> [Task prompt]: Set down every record once more, exactly as given.

==================================================

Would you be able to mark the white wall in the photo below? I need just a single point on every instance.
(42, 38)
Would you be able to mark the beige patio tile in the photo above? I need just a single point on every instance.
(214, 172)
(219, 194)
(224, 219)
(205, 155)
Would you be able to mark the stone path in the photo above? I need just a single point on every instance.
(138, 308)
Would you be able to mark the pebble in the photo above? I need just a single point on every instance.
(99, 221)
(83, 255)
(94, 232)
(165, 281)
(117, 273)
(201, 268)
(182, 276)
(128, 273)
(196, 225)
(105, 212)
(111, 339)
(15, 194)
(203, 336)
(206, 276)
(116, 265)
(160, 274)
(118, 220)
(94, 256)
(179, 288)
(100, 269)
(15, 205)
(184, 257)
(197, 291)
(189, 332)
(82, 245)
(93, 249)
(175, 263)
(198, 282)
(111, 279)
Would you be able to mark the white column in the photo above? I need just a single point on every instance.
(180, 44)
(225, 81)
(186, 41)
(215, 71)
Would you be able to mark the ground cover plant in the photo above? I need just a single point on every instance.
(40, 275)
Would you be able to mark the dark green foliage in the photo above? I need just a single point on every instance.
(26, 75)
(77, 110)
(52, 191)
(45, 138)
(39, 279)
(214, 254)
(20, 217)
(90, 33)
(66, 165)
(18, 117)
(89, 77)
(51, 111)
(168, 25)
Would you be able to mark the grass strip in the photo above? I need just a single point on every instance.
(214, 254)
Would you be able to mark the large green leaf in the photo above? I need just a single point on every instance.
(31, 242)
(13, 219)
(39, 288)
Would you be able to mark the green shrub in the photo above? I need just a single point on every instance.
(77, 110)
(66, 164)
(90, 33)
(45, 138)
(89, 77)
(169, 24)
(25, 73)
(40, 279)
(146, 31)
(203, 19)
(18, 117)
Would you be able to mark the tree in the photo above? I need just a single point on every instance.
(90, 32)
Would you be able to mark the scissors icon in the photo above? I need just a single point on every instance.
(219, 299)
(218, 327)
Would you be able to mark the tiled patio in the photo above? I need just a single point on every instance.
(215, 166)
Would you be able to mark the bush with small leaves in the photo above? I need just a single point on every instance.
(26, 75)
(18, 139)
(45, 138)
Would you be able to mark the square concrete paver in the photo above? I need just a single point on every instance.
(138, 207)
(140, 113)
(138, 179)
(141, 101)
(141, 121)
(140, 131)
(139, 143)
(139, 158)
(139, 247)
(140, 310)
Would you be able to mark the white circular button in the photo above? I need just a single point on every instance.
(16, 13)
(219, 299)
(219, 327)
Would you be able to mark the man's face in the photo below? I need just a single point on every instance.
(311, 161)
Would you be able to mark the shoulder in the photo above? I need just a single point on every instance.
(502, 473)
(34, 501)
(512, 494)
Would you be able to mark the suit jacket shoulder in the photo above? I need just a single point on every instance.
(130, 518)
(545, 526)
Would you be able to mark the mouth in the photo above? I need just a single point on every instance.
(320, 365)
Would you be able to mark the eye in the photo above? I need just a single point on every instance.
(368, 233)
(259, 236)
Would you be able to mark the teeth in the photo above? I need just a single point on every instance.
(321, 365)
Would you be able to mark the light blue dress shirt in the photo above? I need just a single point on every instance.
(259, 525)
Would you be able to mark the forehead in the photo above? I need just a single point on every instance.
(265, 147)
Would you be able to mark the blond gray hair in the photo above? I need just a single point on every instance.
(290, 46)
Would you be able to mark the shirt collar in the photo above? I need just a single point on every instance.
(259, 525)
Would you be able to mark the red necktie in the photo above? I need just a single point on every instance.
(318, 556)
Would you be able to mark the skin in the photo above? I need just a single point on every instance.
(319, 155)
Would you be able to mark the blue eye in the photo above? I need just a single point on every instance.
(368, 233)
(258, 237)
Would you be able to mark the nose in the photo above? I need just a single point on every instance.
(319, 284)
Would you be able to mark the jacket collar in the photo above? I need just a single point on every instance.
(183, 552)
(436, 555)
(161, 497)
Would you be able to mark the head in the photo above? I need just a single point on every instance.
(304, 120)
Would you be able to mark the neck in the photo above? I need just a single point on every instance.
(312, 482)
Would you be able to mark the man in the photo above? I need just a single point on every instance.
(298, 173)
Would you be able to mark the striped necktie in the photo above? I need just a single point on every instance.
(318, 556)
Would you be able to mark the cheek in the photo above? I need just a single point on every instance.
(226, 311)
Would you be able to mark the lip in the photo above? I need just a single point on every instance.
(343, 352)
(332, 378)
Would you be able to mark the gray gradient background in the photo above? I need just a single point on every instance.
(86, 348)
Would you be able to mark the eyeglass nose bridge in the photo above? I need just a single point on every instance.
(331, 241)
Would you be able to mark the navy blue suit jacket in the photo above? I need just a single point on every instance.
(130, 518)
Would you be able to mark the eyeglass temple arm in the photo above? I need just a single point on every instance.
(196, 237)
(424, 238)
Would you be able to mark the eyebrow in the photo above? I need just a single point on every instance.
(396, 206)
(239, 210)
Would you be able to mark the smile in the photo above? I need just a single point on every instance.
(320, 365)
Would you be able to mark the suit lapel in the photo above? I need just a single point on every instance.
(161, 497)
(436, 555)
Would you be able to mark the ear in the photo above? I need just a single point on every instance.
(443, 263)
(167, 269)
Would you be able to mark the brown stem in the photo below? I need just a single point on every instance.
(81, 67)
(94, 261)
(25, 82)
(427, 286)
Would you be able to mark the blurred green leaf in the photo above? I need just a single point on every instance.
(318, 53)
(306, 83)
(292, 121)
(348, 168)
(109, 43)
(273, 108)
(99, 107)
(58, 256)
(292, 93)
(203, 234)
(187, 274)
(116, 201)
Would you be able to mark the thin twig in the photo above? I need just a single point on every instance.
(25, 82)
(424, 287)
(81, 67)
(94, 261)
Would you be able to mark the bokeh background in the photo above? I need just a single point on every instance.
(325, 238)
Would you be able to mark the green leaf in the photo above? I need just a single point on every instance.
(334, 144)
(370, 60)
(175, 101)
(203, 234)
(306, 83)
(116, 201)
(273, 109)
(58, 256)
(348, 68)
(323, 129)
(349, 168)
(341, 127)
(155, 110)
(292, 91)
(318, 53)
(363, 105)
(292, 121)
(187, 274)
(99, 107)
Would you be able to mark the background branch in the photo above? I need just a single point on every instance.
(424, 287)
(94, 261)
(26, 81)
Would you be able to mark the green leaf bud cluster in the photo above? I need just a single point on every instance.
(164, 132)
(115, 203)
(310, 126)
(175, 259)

==================================================

> [Result of the exercise]:
Would you be able to mark the white wall in the photo below? I need just a single point on every instance.
(42, 38)
Would you be able to mark the beige patio tile in the photo above? I need just a single point on every instance.
(214, 172)
(219, 194)
(224, 219)
(205, 155)
Would you be able to mark the stone path in the photo above? I need just a single point on every instance.
(138, 308)
Would you be able to mark the pebble in the photo above? I need just a single point on every instance.
(99, 221)
(83, 255)
(94, 232)
(165, 281)
(117, 273)
(201, 268)
(182, 276)
(128, 273)
(196, 225)
(105, 212)
(111, 339)
(15, 194)
(203, 336)
(206, 276)
(116, 265)
(160, 274)
(118, 220)
(94, 256)
(179, 288)
(100, 269)
(15, 205)
(184, 257)
(197, 291)
(189, 332)
(82, 245)
(93, 249)
(175, 263)
(198, 282)
(111, 279)
Would you be able to mark the white column in the photo above? I need just a single point on every instance.
(180, 44)
(225, 81)
(186, 41)
(215, 71)
Would you be able to mark the ground cover plant in the photo above? I need just a single point on every instance.
(40, 275)
Would you be able to mark the dark green foliage in the photo above? I need just a single point on every instance.
(26, 75)
(77, 110)
(52, 191)
(45, 138)
(39, 279)
(214, 254)
(20, 217)
(90, 33)
(66, 165)
(18, 117)
(89, 77)
(51, 111)
(168, 25)
Would you be able to mark the grass strip in the photo above? I need just a single point on every instance.
(214, 254)
Would you be able to mark the large green leaf in the photo above? I need just a single point on every instance.
(31, 242)
(13, 219)
(39, 288)
Would you be able to mark the green shrub in the photo above? I need just a single point on every instance.
(77, 110)
(66, 164)
(90, 33)
(45, 138)
(89, 77)
(169, 24)
(25, 73)
(40, 279)
(146, 31)
(203, 19)
(18, 117)
Would you be able to mark the tree in the photo above? I need just a single point on every instance.
(90, 32)
Would you be able to mark the scissors icon in the photo above? I need just a single point on every instance.
(219, 299)
(218, 327)
Would you be able to mark the tiled patio in the photo above? I need just a single point on every instance.
(215, 166)
Would you be able to mark the bush with small leaves in the photo above? I need just a single point on every instance.
(26, 75)
(18, 139)
(45, 138)
Would you be able to mark the square concrete paver in the photo above? I need just a single point on every instance.
(138, 207)
(140, 113)
(138, 179)
(141, 101)
(141, 121)
(140, 131)
(139, 143)
(139, 158)
(139, 247)
(140, 310)
Would you be able to mark the white circular button in the photo above? I need just a single point on every instance.
(16, 13)
(219, 299)
(219, 327)
Would you be able to mark the man's face in the photo below? I need just a single point on every instance.
(311, 161)
Would you be able to mark the shoulder in the photo above? I need just a single point on every instance.
(502, 473)
(34, 501)
(512, 494)
Would you be able to mark the suit jacket shoulder in the photo above? I need just a single point on every instance.
(130, 518)
(545, 526)
Would you be able to mark the mouth in the photo above? I need just a single point on every instance.
(320, 365)
Would you be able to mark the eye in the photo above? I need just a single point on every instance.
(368, 233)
(259, 236)
Would you be able to mark the teeth in the photo above? I need just a single point on every instance.
(321, 365)
Would you be able to mark the light blue dress shirt in the photo above? I need just a single point on every instance.
(259, 525)
Would you be able to mark the forehead in the photo above? I need just a single point on every instance.
(265, 147)
Would you be able to mark the blond gray hair in the photo above? I need just a single point on every instance.
(290, 46)
Would you be able to mark the shirt collar in the photo above? I need just a single point on every instance.
(259, 525)
Would you be able to mark the red necktie in the photo above? I need just a single point on every instance.
(318, 556)
Would you be able to mark the skin in the photo above? I need just a single point on every instance.
(319, 155)
Would you be able to mark the blue eye in the photo above? I need just a single point on every instance.
(368, 233)
(258, 237)
Would you be able to mark the nose in the photo above? I need just a single point on every instance.
(319, 284)
Would you be able to mark the jacket collar in the photo above? I need just a single point on every instance.
(183, 552)
(436, 555)
(161, 497)
Would you be able to mark the head in the photo above? I need just a single point on every instance.
(304, 120)
Would you be able to mark the neck in the photo above? I need just a single point on every instance.
(312, 482)
Would you be able to mark the man in the photo above? I need just a single point on every instance.
(298, 173)
Would you be able to mark the striped necktie in the photo above? I need just a single point on every instance.
(318, 556)
Would you be able to mark the cheek in the photo above? I need just a single point on every instance.
(226, 311)
Would you be able to mark the lip in the photo above? I need just a single point on every instance.
(343, 352)
(332, 378)
Would you be able to mark the gray gradient background in the photo above? I need just a single point on every instance.
(86, 348)
Would you be able to mark the eyeglass nose bridge in the photo above? I need just a single point on every instance.
(331, 241)
Would you be able to mark the navy blue suit jacket in the photo above? I need just a single point on every instance.
(130, 518)
Would you be able to mark the eyeglass temple arm in the photo above? I need just a single point on every instance.
(196, 237)
(424, 238)
Would you be able to mark the eyebrow in the photo above? I need just a single point on every instance.
(396, 206)
(239, 210)
Would you be able to mark the smile in the photo above? I need just a single point on every instance.
(320, 365)
Would you be able to mark the suit lapel in the photo above? I need just a single point on every instance.
(161, 497)
(436, 555)
Would you be able to mark the ear in the photo above? I need just a single point on every instance.
(443, 263)
(167, 269)
Would you be able to mark the brown stem in the photo below? I need just a single point on every instance.
(81, 67)
(94, 261)
(25, 82)
(427, 286)
Would you be able to mark the blurred green leaf in the photo above? I need just a single point on every instance.
(318, 53)
(306, 83)
(292, 121)
(348, 168)
(109, 43)
(273, 108)
(99, 107)
(58, 256)
(292, 93)
(203, 234)
(187, 274)
(116, 201)
Would you be able to mark the thin twig in the photo above? I need just a single point on every instance.
(25, 82)
(424, 287)
(81, 67)
(94, 261)
Would you be able to mark the bokeh background in the photo above? I need just a single point on every instance.
(325, 238)
Would you be able to mark the green leaf in the photo above? I need just a single point on every instance.
(334, 144)
(370, 60)
(175, 101)
(203, 234)
(306, 83)
(116, 201)
(273, 109)
(58, 256)
(348, 68)
(323, 129)
(349, 168)
(341, 127)
(155, 110)
(292, 91)
(318, 53)
(363, 105)
(292, 121)
(187, 274)
(99, 107)
Would you be able to mark the background branch in the photo above? I need just a single point on every instance.
(424, 287)
(94, 261)
(26, 81)
Would you be able to mark the green leaf bud cluster in the photo above? I need just a single point on every instance.
(164, 132)
(115, 203)
(310, 126)
(175, 259)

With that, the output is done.